_Исходный отрывок_
==================================================

Глава 35.Правде в глаза

В книге Андрея Дмитриевича Сахарова «Горький, Москва, далее везде» рассказано, в частности, о том, как два сотрудника «Литгазеты» Олег Мороз и Юрий Рост взял и у него интервью сразу же по возвращении академика из ссылки. «Хотя интервью и не пошло, — продолжает Сахаров, — но некоторый профит мы от него все же имели. Люся <Е.Г. Боннер> написала от моего имени, а я подписал письмо корреспонденту „Литературной газеты“ Аркадию Ваксбергу (пишущему на моральные и юридические темы) о деле арестованного незадолго до того в Киеве человека и попросил Роста и Мороза передать письмо адресату».

Письмо от 14 декабря 1986 года — за подписью «А. Сахаров, академик» — мне передали.

«Глубокоуважаемый Аркадий Иосифович! Несколько дней назад ко мне обратилась жена арестованного в Киеве библиотекаря Проценко Павла Григорьевича. Проценко — православный верующий, в прошлом окончил Литературный институт. Его хорошо знает Кондратьев. С обстоятельствами его дела жена знакомила Искандера, Окуджаву, Ваншенкина и Битова. Кажется, некоторые из них знают его лично. Обстоятельства дела таковы: в конце марта на вокзале у него был произведен обыск, отобрана рукопись о положении церкви (на 26-ти стр. в 1 экз.). 4 июня он был арестован. Кроме вышеупомянутой рукописи, на суде, который был в Киеве 18 ноября 1986 г., инкриминировалась еще одна рукопись (биография одного из епископов). Суд приговорил Проценко <…> к трем годам заключения. 11 декабря 1986 кассационный суд УкрССР отправил дело на доследование <…>. Проценко остался в заключении. Я не думаю, что мое вмешательство в это дело может изменить судьбу Проценко. Однако, мне кажется, что наблюдение и заинтересованность „Литературной газеты“ могли бы облегчить судьбу Проценко. Думается, что он не должен проводить в заключении еще один срок следствия, а мог бы, пока ведется доследование, быть отпущен с подпиской о невыезде».

==================================================

[Записанные данные]
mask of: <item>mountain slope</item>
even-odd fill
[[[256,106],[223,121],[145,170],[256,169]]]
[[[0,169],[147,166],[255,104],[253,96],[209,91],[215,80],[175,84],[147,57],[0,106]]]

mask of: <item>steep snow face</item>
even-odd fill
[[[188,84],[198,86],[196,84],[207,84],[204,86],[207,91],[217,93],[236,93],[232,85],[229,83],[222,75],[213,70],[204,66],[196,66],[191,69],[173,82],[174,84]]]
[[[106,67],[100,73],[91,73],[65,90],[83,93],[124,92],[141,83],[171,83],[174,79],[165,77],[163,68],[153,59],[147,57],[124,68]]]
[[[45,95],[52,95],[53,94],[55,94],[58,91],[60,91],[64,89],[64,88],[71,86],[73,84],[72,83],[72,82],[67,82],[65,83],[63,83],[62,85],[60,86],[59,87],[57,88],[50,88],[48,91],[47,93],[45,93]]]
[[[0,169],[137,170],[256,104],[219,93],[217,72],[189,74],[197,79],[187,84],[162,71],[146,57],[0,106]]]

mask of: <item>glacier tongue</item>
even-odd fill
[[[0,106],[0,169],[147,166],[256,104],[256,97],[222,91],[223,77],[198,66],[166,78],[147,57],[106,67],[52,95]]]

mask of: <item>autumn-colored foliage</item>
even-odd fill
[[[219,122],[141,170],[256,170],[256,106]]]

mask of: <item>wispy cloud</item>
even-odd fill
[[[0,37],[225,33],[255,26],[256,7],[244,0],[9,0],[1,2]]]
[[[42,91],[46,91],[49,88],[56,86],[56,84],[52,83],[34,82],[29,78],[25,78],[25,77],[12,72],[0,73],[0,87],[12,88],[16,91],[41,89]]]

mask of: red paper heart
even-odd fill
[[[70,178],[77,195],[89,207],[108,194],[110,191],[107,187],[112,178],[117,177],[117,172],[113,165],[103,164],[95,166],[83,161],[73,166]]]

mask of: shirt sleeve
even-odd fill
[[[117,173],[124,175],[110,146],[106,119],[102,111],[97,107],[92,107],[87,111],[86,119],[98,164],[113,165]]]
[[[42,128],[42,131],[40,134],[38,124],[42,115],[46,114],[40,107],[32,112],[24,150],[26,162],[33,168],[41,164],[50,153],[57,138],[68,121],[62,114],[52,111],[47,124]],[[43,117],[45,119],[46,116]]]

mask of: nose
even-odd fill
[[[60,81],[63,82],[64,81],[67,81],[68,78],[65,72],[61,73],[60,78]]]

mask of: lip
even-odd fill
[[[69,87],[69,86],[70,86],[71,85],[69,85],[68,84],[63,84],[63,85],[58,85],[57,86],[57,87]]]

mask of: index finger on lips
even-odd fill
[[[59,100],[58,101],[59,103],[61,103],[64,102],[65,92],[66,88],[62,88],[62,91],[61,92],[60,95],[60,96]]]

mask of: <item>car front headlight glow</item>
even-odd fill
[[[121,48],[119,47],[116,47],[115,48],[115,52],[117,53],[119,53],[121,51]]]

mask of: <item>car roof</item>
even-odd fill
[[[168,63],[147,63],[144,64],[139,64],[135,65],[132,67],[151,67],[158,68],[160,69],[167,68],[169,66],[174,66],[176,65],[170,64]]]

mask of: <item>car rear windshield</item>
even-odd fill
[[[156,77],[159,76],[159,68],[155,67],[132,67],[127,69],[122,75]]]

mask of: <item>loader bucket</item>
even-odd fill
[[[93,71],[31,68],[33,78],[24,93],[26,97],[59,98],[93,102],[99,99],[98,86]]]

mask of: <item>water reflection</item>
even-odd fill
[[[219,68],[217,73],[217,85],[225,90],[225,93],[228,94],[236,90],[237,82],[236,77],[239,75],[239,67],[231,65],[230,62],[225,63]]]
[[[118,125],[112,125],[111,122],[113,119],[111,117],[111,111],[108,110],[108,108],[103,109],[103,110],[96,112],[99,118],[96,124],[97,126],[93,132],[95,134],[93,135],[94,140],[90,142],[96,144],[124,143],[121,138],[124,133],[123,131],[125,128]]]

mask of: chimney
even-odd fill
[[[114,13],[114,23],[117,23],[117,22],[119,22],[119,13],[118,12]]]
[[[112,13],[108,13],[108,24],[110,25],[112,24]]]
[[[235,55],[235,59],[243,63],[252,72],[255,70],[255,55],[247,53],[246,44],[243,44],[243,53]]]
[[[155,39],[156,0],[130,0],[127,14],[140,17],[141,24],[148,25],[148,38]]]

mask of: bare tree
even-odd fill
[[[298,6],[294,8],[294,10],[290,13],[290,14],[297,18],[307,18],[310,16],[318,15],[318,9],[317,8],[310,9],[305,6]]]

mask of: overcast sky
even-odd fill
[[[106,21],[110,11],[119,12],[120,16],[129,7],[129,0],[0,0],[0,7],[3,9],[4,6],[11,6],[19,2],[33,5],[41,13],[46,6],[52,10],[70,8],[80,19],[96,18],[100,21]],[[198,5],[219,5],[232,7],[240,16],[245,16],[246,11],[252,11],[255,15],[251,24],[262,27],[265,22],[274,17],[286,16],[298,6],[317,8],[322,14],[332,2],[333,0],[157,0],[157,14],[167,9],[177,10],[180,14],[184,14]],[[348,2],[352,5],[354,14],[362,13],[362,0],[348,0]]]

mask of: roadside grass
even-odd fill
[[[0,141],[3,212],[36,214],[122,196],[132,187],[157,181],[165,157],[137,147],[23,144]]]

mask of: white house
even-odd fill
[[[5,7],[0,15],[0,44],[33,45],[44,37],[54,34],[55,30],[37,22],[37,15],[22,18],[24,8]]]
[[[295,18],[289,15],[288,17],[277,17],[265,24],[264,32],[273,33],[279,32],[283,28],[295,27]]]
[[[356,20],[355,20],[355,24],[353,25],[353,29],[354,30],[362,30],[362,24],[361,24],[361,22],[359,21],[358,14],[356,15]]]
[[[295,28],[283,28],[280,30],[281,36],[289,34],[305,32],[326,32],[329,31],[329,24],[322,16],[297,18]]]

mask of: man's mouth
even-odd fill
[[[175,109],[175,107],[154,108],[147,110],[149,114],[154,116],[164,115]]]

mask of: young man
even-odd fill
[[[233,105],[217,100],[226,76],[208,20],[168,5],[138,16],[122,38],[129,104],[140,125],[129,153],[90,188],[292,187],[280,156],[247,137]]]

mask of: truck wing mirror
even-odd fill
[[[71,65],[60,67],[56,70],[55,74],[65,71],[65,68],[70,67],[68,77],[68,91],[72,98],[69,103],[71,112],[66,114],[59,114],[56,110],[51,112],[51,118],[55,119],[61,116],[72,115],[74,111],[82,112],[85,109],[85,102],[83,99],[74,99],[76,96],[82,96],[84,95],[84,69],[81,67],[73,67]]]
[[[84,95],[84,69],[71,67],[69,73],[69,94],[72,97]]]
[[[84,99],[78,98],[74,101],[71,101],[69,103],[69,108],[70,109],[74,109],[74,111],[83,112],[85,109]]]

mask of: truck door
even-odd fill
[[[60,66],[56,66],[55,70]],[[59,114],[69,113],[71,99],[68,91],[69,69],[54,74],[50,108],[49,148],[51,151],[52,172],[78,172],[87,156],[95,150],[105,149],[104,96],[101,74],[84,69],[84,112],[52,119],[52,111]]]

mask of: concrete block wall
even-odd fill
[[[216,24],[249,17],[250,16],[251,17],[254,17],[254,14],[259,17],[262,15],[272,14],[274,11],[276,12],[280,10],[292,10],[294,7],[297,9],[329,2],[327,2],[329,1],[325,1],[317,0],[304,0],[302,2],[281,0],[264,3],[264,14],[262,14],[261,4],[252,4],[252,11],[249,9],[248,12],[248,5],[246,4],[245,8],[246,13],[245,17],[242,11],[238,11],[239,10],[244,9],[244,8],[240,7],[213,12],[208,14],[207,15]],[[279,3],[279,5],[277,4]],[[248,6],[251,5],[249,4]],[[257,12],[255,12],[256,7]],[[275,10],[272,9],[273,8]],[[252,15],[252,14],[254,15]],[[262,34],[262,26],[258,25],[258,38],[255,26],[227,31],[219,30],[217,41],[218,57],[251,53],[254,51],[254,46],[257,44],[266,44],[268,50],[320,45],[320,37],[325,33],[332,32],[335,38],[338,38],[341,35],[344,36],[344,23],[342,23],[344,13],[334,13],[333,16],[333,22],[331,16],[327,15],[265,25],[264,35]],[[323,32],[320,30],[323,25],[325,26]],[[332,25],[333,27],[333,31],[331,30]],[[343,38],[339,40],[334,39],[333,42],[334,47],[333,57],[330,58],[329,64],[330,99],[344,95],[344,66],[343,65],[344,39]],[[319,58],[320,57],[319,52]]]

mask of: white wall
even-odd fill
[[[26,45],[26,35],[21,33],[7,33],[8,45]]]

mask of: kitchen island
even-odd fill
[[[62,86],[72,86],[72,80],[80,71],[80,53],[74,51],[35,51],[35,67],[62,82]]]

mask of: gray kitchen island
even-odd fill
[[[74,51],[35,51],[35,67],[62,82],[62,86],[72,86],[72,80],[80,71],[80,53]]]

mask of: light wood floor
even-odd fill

==================================================

_Что сделать_
Подхватите рассказ о письме Сахарова в защиту Проценко и продолжите его сразу после последнего приведённого предложения.

_Решение задачи_
Андрей Дмитриевич, как видно из письма, просил о самом малом: всего лишь изменить меру пресечения. Но я знал, что с советскими прокурорами в таких случаях лучше разговаривать языком базара: заламывать цену повыше, чтобы сговориться на меньшей. Больших надежд не возлагал, но попробовать было нужно, тем более, что времена уже начали меняться. Я позвонил первому заместителю прокурора республики Михаилу Алексеевичу Потебенько (позже он стал генеральным прокурором независимой Украины) и, отказавшись от тона просителя, перешел в наступление. Не зная деталей дела, но хорошо понимая его беспардонную суть, сухо спросил, как долго еще будет твориться беззаконие в деле Проценко и не пора ли, поняв дух общественных перемен, стать посмелее?

По неуверенным ответам прокурора я убедился, что тон взят верный и что, как впоследствии напишет Сахаров, «некоторый профит» мы будем иметь. Так оно и оказалось. Мера пресечения Проценко была изменена почти сразу же, а еще какое-то время спустя дело было вообще прекращено, о чем я и поспешил уведомить Андрея Дмитриевича, который (он сам мне это сказал) такого успеха, да еще с такой быстротой, не ожидал.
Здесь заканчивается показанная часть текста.